Stored items from a collection:
** begin **

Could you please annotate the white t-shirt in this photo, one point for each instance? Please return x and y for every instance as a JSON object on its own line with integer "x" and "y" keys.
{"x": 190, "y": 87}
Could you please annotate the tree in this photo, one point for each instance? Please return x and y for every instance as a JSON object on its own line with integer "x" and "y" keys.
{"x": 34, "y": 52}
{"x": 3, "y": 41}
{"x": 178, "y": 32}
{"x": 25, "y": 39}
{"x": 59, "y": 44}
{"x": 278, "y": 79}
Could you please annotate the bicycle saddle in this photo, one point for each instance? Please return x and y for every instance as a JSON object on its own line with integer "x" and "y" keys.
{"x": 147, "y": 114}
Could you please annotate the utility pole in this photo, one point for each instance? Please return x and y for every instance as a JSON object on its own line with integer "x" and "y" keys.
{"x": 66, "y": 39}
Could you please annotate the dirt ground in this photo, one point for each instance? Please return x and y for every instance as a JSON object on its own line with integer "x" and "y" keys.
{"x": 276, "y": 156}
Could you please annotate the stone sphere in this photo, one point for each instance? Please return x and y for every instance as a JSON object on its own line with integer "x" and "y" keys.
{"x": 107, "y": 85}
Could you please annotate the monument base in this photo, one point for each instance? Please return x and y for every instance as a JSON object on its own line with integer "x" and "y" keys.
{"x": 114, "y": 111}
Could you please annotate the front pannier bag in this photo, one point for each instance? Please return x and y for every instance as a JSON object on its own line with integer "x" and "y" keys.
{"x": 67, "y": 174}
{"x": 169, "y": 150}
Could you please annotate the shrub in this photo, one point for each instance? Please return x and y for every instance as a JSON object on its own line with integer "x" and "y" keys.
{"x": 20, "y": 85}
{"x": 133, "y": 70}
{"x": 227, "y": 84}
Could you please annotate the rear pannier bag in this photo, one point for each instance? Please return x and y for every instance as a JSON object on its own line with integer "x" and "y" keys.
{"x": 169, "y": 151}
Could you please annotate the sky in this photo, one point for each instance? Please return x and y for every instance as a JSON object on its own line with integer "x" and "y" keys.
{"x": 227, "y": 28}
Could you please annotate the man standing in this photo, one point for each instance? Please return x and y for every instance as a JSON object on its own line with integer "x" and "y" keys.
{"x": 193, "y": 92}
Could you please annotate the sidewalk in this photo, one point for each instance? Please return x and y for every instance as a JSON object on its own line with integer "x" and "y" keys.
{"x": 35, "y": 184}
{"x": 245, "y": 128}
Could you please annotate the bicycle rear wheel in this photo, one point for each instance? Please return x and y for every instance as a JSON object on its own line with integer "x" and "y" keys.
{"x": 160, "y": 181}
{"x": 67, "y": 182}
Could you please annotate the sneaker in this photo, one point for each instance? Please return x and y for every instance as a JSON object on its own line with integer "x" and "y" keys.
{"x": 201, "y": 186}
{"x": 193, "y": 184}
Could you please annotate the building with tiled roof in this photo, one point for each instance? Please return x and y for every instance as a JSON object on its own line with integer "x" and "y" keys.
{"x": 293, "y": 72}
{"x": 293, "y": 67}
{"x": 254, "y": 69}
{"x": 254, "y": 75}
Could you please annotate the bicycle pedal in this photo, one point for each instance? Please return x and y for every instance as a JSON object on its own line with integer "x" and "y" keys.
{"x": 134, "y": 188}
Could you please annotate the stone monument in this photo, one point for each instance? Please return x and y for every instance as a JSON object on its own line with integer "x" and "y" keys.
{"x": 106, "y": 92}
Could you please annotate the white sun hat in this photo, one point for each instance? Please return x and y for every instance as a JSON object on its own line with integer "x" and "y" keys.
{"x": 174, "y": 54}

** end **

Restate each record exactly as written.

Could you please annotate the white t-shirt in this photo, one point for each instance? Please return x and y for every instance as a JSON object on its own line with integer "x" and "y" keys.
{"x": 190, "y": 87}
Could you please annotate the tree in this photo, one point for each instance? Please return x and y for every instance as a JSON object on its own line with integer "x" and "y" keys.
{"x": 34, "y": 52}
{"x": 3, "y": 41}
{"x": 178, "y": 32}
{"x": 25, "y": 39}
{"x": 59, "y": 44}
{"x": 278, "y": 79}
Could you please annotate the bicycle saddle in this photo, one point for each instance? Please return x and y for every instance as a JSON object on its own line with integer "x" and "y" keys.
{"x": 147, "y": 114}
Could you please annotate the utility pole in this photo, one point for each instance? Please return x and y for every instance as a JSON object on its own line with integer "x" and "y" keys.
{"x": 66, "y": 39}
Could you please annotate the dirt ground in this photo, one point for each instance? Please return x and y for every instance as a JSON object on its own line with integer "x" and "y" keys.
{"x": 276, "y": 156}
Could you please annotate the stone sphere in this photo, one point for each instance? Please return x and y for every instance as a JSON object on its own line with integer "x" and "y" keys.
{"x": 107, "y": 85}
Could you please annotate the monument base in this photo, one point for each instance? Please return x and y for every instance as a JSON object on its own line with integer "x" and "y" keys.
{"x": 114, "y": 111}
Could you please annotate the front pannier bag in this photo, one point for each instance? Please return x and y for every instance as a JSON object on its own line with integer "x" and "y" keys.
{"x": 67, "y": 174}
{"x": 169, "y": 150}
Could you please annotate the shrub in this photo, one point for each instance? Please return x and y for every instance as a JSON object on its own line with integer "x" and "y" keys.
{"x": 20, "y": 85}
{"x": 133, "y": 70}
{"x": 227, "y": 84}
Could you please annotate the rear pannier bag in this photo, one point for each instance? Please return x and y for every instance as a JSON object on its own line with integer "x" and "y" keys.
{"x": 169, "y": 151}
Could you please annotate the sky in this photo, one point for each instance? Please return x and y for every instance as a JSON object on its own line with integer "x" and "y" keys.
{"x": 227, "y": 28}
Could you please annotate the man standing in this photo, one point for each instance? Please return x and y for every instance as a JSON object on its own line with integer "x" and "y" keys.
{"x": 193, "y": 92}
Could you please annotate the sidewalk in this photo, one point for each instance? Please return x and y for every instance as a JSON object on its own line with integer "x" and "y" keys.
{"x": 35, "y": 184}
{"x": 245, "y": 128}
Could you please annotate the bicycle rear wheel in this photo, one point for each instance? Please return x and y for every instance as a JSON object on its own line with integer "x" and "y" keys.
{"x": 160, "y": 181}
{"x": 67, "y": 182}
Could you please annotate the sneaker in this photo, one point for each instance? Please return x and y for every instance as a JSON object on its own line with integer "x" and "y" keys.
{"x": 201, "y": 186}
{"x": 193, "y": 184}
Could you please annotate the building with tiled roof in this photo, one point for each instance? Please return x and y for every instance as a JSON object on its own line with integer "x" and "y" keys.
{"x": 293, "y": 72}
{"x": 293, "y": 67}
{"x": 254, "y": 69}
{"x": 254, "y": 75}
Could you please annotate the bicycle pedal in this photo, one point for each instance? Please return x and y for every instance as a JSON object on its own line with integer "x" and "y" keys.
{"x": 134, "y": 188}
Could you please annotate the stone monument in this photo, one point for each instance? Please return x and y for every instance as a JSON object on its own line with integer "x" and "y" keys.
{"x": 106, "y": 92}
Could you please annotate the white sun hat in this photo, one point for each instance? Please return x and y for every instance as a JSON object on its own line with integer "x" and "y" keys.
{"x": 174, "y": 54}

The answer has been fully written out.